Monday, May 20, 2013

Iron-Man 3 Review: not enough Wolverine Easter Bunny.


Iron-Man who needs him? Not me.

I went on a super hot date with a 5 year old to see Iron-Man 3 tonight. When I asked my date what he thought of the film he said: "why doesn't he do anything? The Easter Bunny had some real cool claws and can tap his foot to make a porthole to ANYWHERE`". So he may not be able to tel the diference between Hugh Jack-me-off as Wolverine or the Easter Bunny - whatever. 


 If kids (even kids who date 30 year olds) think that the Easter Bunny is more of a bad ass than you - you've got problems. Good fucking point kid. I mean seriously, the manger from Hotel Rwanda can do just as much and more - well except for becoming a medical doctor at the end. 

That may not make so much sense to any non-parents out there, but that's just too fucking bad. When they say that you just don't get it until you have kids, they aren't talking about life and shit - they are talking about this post on my shitty blog.

- _Extracted material_
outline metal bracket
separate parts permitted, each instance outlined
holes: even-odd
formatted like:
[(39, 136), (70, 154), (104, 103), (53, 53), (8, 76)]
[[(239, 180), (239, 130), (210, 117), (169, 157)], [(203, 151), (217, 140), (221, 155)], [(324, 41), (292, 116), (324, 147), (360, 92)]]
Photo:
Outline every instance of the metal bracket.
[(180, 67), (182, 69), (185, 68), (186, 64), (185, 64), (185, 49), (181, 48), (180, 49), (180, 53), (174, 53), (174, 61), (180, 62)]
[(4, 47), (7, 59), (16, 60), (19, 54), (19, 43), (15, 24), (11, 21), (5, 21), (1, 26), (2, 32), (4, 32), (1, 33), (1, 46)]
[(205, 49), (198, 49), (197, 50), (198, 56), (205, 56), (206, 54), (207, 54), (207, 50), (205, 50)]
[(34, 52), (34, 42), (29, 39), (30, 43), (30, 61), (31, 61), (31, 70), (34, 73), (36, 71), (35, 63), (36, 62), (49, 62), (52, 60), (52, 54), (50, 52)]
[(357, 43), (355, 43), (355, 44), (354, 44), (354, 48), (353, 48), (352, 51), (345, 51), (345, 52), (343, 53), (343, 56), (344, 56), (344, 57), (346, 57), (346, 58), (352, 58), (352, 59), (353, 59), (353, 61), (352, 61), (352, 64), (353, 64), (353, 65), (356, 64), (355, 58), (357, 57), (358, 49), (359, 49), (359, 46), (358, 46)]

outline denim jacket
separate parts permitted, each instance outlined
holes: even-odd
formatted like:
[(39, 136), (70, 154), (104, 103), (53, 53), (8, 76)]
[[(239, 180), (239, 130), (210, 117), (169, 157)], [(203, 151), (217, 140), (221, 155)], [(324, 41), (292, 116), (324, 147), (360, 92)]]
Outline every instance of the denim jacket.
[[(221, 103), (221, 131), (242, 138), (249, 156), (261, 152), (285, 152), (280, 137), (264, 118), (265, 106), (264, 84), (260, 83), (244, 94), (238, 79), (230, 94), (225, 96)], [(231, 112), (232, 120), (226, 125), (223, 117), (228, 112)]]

- _Exercise directions_
Quote everything in the review from "I went on a" down to "at the end.". The items above are separate from the review.

- _Reply to the task_
I went on a super hot date with a 5 year old to see Iron-Man 3 tonight. When I asked my date what he thought of the film he said: "why doesn't he do anything? The Easter Bunny had some real cool claws and can tap his foot to make a porthole to ANYWHERE`". So he may not be able to tel the diference between Hugh Jack-me-off as Wolverine or the Easter Bunny - whatever. 


 If kids (even kids who date 30 year olds) think that the Easter Bunny is more of a bad ass than you - you've got problems. Good fucking point kid. I mean seriously, the manger from Hotel Rwanda can do just as much and more - well except for becoming a medical doctor at the end.